At the end of the 1950s, around the time the present work was created, Riopelle was said to have dwelled at length on what his friend Georges Duthuit wrote about his work; specifically, the critic said that he saw in Riopelle’s works an “uncontrollable search for the image […] up to the very titles [of his paintings]”. Perhaps in response, Riopelle was quoted to have said: “There is no abstraction or figuration: there is only expression and expressing oneself, it is about placing oneself in front of things. To abstract means to take away, to isolate, to separate whilst I try to do the contrary, to add, to approach, to link”. Distancing himself from rhetoric and theory, Riopelle continued on his own singular artistic vision that celebrated the pure materiality and luminesce of nature and pigment. Riopelle continued to shine in decades that followed. He was awarded UNESCO prize at the Venice Biennale In 1962, followed by the Order of Canada in 1969 and the Philippe Hébert Prize in 1973. His works are held in the collections of the National Gallery of Canada, the Tate Gallery in London, the Art Institute of Chicago, and the Peggy Guggenheim Collection in Venice, among others.

· · · · ·

▸ WHAT THE EXERCISE ASKS
Write the next part of the passage about the painter Riopelle, starting right after its final sentence.

Stored entries:
· · · · ·

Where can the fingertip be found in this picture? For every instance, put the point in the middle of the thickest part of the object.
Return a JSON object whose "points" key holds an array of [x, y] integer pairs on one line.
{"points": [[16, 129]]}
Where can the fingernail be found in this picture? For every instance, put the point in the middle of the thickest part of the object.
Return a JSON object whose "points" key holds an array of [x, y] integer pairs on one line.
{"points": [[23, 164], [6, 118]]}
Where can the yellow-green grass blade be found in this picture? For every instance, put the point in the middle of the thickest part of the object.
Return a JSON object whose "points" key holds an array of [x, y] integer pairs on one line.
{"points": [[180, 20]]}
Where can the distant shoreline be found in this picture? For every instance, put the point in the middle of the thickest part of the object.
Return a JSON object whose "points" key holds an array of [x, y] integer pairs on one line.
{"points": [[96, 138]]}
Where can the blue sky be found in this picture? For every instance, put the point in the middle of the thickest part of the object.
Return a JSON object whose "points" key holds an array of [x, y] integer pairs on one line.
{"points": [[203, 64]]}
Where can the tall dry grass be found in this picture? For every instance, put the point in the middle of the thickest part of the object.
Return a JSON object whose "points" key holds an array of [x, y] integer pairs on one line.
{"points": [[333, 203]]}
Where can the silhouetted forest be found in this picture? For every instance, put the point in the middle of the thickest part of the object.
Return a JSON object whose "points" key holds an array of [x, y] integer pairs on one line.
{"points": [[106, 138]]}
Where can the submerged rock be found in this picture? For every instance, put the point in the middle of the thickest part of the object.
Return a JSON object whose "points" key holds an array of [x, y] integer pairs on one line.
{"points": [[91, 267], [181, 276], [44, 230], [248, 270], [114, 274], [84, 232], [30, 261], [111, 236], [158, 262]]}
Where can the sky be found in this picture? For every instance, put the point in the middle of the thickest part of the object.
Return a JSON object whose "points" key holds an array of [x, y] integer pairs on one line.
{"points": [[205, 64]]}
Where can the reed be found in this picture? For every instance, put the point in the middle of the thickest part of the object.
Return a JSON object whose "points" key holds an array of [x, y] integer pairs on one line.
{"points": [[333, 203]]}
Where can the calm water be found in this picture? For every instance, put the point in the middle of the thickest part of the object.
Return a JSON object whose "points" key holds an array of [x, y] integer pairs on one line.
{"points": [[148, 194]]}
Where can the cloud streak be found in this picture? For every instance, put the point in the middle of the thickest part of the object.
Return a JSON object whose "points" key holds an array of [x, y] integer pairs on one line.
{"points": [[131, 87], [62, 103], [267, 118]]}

· · · · ·

▸ EXERCISE RESULT
Jean-Paul Riopelle
Kaleidoscopic Iridescence
A mesmerizing chromatic symphony of gradated jewel hues, Untitled by Jean-Paul Riopelle illuminates itself from within – held sublimely aloft by its incessant internal tension between abstraction and landscape. Executed with a palette knife, Untitled exhibits shifting staccato daubs of colour that emerge and recede into each other, manifesting a dynamically vibrating kaleisoscopic surface akin to a stained glass window crisscrossed by a white zenith light. By squeezing pigment directly from the tube and spreading paint with a knife, Riopelle’s method is at once explosive and ritualistic – driven by a nimble virtuosic grace, he orchestrates different levels of depth and tonal density to achieve highly charged yet lithe and elegant works. The present Untitled was executed in 1960, an era in which Riopelle’s painterly language began to connote an “abstract landscapism” – abstraction with a gradually more defined sense of figure and ground. The work is an exquisite example of the artist’s painterly maturity, whereby his distribution of knifestrokes are more tightly knitted and interlaced. A year after the present work was created, Riopelle would receive the highly esteemed Guggenheim International Prize which is testament to the artist's prominence in the avant-garde art scene.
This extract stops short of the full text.